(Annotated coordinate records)
** begin **

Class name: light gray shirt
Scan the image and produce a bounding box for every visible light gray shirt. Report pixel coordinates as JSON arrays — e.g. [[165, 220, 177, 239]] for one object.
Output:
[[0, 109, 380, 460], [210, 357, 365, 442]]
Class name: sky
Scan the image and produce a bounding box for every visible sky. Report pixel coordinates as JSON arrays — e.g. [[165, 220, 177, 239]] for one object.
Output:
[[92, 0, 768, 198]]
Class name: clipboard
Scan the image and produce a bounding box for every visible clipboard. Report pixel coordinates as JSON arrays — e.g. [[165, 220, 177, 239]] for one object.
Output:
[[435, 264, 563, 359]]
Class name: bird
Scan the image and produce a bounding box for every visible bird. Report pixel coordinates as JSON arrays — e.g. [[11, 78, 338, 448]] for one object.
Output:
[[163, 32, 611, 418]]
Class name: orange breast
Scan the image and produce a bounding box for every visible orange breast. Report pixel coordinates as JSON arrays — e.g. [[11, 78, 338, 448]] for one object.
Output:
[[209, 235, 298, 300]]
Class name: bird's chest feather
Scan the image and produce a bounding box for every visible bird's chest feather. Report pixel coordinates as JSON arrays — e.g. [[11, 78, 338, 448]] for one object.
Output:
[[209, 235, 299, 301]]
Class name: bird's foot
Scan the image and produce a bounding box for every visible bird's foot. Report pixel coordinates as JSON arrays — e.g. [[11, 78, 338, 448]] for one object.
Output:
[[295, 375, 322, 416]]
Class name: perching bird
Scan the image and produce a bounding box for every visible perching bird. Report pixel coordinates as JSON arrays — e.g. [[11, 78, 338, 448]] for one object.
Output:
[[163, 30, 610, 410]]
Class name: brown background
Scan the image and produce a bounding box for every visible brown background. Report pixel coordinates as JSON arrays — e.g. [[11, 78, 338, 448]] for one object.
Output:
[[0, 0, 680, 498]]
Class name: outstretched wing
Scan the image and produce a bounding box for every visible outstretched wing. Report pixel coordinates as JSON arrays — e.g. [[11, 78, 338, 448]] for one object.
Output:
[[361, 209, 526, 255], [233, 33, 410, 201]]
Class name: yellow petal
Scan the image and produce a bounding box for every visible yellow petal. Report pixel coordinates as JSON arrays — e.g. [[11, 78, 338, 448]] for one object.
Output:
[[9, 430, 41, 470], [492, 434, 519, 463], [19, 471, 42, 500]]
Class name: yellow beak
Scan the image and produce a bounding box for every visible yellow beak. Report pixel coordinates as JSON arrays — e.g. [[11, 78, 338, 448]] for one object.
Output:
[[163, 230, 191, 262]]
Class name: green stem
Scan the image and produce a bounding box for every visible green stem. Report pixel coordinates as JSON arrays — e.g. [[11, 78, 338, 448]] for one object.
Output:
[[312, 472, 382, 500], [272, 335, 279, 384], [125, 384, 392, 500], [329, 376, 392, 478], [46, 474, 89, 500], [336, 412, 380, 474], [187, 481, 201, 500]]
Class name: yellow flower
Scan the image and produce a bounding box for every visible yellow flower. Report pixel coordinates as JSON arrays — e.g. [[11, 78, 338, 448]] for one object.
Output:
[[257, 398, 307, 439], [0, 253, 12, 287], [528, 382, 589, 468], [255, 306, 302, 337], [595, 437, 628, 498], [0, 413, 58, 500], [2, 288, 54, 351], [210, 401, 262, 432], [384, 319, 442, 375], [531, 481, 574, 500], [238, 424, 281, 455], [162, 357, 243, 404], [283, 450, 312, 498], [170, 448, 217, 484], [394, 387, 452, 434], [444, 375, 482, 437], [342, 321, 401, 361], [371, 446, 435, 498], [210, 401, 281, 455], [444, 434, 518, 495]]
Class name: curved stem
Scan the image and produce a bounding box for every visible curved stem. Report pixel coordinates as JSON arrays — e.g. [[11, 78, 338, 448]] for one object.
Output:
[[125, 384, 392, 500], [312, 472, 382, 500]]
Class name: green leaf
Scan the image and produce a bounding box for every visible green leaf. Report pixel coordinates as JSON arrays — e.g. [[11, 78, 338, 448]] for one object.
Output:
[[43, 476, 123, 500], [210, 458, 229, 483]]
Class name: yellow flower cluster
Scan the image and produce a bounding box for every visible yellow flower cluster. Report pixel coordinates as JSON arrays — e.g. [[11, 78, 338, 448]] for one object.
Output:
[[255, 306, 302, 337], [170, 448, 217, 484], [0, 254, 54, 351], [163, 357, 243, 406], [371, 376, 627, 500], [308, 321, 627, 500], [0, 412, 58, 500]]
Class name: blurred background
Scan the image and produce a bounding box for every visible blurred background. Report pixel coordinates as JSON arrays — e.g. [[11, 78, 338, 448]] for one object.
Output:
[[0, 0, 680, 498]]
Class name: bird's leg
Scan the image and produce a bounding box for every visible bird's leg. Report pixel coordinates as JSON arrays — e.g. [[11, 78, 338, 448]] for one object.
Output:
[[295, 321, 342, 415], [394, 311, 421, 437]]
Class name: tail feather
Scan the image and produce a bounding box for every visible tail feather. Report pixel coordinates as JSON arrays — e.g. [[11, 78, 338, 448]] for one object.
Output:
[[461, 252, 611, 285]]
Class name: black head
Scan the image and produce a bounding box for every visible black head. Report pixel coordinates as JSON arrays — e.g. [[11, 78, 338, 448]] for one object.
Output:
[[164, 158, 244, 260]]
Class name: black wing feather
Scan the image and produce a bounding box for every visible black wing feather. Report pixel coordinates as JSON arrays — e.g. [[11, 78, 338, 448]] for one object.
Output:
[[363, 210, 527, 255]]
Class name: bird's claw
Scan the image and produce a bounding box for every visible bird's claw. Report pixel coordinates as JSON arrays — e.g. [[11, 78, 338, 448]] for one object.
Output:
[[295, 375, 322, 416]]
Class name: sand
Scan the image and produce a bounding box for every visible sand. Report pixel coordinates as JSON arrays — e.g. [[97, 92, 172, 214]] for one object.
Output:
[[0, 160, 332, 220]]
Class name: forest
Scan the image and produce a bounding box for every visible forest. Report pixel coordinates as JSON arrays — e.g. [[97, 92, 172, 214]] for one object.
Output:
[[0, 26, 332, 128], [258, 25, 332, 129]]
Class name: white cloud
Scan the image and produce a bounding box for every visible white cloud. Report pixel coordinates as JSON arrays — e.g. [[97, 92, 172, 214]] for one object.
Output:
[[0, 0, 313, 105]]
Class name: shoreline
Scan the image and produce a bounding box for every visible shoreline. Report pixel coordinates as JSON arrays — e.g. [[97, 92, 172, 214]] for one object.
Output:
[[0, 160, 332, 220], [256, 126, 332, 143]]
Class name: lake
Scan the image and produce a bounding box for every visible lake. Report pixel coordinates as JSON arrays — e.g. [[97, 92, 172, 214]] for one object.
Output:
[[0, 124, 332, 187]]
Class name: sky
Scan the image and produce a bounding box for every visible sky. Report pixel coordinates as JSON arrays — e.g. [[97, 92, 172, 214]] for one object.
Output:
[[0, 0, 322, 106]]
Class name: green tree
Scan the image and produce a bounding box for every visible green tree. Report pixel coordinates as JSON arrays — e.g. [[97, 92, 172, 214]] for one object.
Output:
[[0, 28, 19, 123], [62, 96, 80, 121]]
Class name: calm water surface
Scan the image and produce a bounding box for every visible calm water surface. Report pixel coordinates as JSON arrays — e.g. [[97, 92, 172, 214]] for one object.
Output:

** end **

- Exercise instructions -
Reproduce the lines from the records above without any changes, starting with the line that contains "Class name: yellow petal" and going on through the line that contains "481, 201, 500]]".

- Task response -
Class name: yellow petal
Scan the image and produce a bounding box for every visible yellow petal. Report pixel coordinates as JSON arrays — e.g. [[11, 78, 338, 448]] for one object.
Output:
[[9, 430, 41, 470], [492, 434, 519, 463], [19, 471, 42, 500]]
Class name: yellow beak
Scan the image and produce a bounding box for every visible yellow beak. Report pixel coordinates as JSON arrays — e.g. [[11, 78, 338, 448]] for one object.
Output:
[[163, 230, 191, 262]]
Class name: green stem
Scan the image and produce a bounding box for every visible green stem. Report pixel coordinates as JSON arrays — e.g. [[11, 78, 338, 448]] for one object.
Output:
[[312, 472, 382, 500], [272, 335, 279, 384], [125, 384, 392, 500], [329, 376, 392, 478], [46, 474, 89, 500], [336, 412, 380, 474], [187, 481, 201, 500]]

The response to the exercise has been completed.